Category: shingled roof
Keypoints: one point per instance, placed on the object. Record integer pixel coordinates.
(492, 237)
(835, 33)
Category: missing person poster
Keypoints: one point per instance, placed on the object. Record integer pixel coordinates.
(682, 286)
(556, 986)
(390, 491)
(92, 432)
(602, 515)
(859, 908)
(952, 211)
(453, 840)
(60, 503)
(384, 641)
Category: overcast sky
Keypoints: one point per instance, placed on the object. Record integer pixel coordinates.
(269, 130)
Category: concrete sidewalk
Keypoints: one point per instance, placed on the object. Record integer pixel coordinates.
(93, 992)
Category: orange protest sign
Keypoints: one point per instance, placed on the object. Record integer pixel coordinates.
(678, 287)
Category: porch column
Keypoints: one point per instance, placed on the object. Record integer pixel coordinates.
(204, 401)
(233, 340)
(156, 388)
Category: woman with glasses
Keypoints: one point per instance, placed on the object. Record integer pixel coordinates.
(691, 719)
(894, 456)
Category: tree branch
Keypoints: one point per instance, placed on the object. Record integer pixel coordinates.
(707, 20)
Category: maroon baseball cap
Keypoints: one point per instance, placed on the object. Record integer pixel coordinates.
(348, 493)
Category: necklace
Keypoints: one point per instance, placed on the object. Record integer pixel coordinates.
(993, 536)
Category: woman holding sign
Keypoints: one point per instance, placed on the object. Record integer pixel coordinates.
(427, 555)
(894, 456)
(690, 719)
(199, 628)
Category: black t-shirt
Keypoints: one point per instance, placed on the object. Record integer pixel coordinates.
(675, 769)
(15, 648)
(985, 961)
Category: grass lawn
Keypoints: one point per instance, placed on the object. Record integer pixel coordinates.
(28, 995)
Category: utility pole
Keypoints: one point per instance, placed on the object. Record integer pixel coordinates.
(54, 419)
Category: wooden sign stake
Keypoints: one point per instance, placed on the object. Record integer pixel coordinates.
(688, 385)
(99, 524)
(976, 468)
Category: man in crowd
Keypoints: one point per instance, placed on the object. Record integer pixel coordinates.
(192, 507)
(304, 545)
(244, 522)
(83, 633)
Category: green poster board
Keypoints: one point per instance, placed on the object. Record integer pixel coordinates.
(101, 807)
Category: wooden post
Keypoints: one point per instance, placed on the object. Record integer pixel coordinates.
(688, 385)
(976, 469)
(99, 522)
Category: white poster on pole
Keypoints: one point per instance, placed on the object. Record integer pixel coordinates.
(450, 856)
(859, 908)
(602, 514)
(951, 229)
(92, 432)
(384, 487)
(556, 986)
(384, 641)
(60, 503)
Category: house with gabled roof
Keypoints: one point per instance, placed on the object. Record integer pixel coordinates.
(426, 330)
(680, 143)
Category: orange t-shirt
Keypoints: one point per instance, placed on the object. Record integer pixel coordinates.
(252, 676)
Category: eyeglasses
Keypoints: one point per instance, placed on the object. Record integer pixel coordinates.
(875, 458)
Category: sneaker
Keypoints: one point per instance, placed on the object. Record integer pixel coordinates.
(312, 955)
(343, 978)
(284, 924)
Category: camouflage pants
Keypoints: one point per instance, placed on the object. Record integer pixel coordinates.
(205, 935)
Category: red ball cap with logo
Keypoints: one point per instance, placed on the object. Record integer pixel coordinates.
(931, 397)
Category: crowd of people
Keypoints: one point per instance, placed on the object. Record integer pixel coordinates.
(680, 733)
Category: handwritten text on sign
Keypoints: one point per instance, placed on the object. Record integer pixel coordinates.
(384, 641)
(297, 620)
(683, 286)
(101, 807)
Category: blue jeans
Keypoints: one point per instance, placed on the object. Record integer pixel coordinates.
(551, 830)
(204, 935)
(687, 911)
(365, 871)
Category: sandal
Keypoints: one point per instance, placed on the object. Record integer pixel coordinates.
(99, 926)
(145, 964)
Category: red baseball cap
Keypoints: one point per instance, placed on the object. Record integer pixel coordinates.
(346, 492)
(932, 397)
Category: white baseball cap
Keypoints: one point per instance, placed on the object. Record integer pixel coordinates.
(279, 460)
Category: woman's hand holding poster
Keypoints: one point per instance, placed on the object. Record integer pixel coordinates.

+ + + + +

Transcribe the entire listing above, every line, without changing a single character.

Category: shingled roof
Keypoints: one point per instance, placed on the object. Record integer pixel coordinates.
(492, 237)
(835, 33)
Category: missing person poster
Keypoints: one point per instance, placed on the object. Record integer pixel coordinates.
(682, 286)
(556, 986)
(390, 491)
(92, 432)
(602, 515)
(859, 908)
(952, 211)
(453, 840)
(60, 503)
(384, 641)
Category: overcast sky
Keypoints: one point per instance, placed on the object. Record integer pixel coordinates.
(269, 130)
Category: concrete sidewalk
Keypoints: one point per instance, placed on the object. Record integer pixel coordinates.
(93, 992)
Category: orange protest sign
Keypoints: one point per instance, placed on the object. Record integer pixel coordinates.
(678, 287)
Category: porch column
Keypoints: one point per instance, placed on the object. Record integer pixel coordinates.
(204, 401)
(233, 340)
(156, 388)
Category: woman with glasses
Keypoints: one point per instance, placed on the object. Record integer pixel coordinates.
(691, 719)
(894, 456)
Category: tree branch
Keypoints: one point per instance, placed on the object. Record integer pixel coordinates.
(707, 20)
Category: maroon baseball cap
Keypoints: one point per instance, placed on the object. Record integer pixel coordinates.
(348, 493)
Category: necklace
Keypoints: one point per instance, placed on the object. Record integer pixel coordinates.
(993, 536)
Category: woman holding sign
Keypoints: one point per instance, placed on the object. Record integer pixel coordinates.
(427, 555)
(894, 456)
(690, 719)
(199, 628)
Category: black t-shirt
Keypoints: one point per instance, placed on the object. Record integer pixel coordinates.
(675, 769)
(15, 648)
(985, 961)
Category: grass lawn
Keypoints: one point per instance, placed on the object. Record integer pixel coordinates.
(28, 995)
Category: utility pole
Keypoints: one point per instance, placed on the object. Record integer pixel coordinates.
(54, 419)
Category: wooden sign stake
Keypoints: one point per instance, placed on the object. Record integer pixel coordinates.
(688, 385)
(99, 524)
(976, 468)
Category: man in crowd
Keypoints: one point per instance, placed on the object. Record integer pixel coordinates.
(192, 507)
(304, 545)
(244, 522)
(83, 633)
Category: green poster board
Keypoints: one point per instance, placed on the object. Record integer pixel coordinates.
(101, 807)
Category: wooden post
Keypoints: one point per instance, placed on the object. Record integer pixel coordinates.
(688, 385)
(976, 469)
(99, 522)
Category: white poster on pole
Keypoints: one point per instance, placed on the object. Record integer pixel coordinates.
(450, 856)
(859, 908)
(602, 514)
(951, 229)
(92, 432)
(384, 487)
(556, 986)
(384, 641)
(60, 503)
Category: house with gabled roof
Keypoints: one point per instance, placed on the object. Record integer pixel coordinates.
(426, 330)
(680, 143)
Category: orange t-shirt
Keypoints: one point per instance, placed on the object. Record integer pixel coordinates.
(252, 676)
Category: eyeglasses
Keypoints: one point per instance, placed on the object. Record integer pixel coordinates.
(875, 458)
Category: sneaker
Keypoints: one point per instance, placed on the object. Record integer pixel coordinates.
(312, 955)
(343, 978)
(284, 924)
Category: camouflage pants
Keypoints: one point per instance, placed on the object. Record integer pixel coordinates.
(205, 935)
Category: red ball cap with logo
Keypoints: one point per instance, placed on the object. Record integer pixel coordinates.
(931, 397)
Category: crowd of people
Keypoints: one point per instance, placed on the object. Record integer pixel coordinates.
(680, 733)
Category: handwritten text on sign
Keypoints: one point per instance, placed on the object. Record integer pixel coordinates.
(384, 641)
(297, 620)
(683, 286)
(101, 807)
Category: blue jeans
Keypoints: one point per instance, placed on the object. Record integer pixel coordinates.
(551, 830)
(204, 935)
(687, 911)
(365, 871)
Category: sandal
Keypoints: one point per instance, placed on the object. Record integer pixel coordinates.
(99, 926)
(145, 964)
Category: red baseball cap
Keypoints: one point per instance, placed on the object. Record integer pixel coordinates.
(346, 492)
(932, 397)
Category: white baseball cap
Keypoints: one point per instance, placed on the object. Record integer pixel coordinates.
(279, 460)
Category: woman's hand holding poster
Keypoints: one point per instance, placed on the object. Record integer pixel coordinates.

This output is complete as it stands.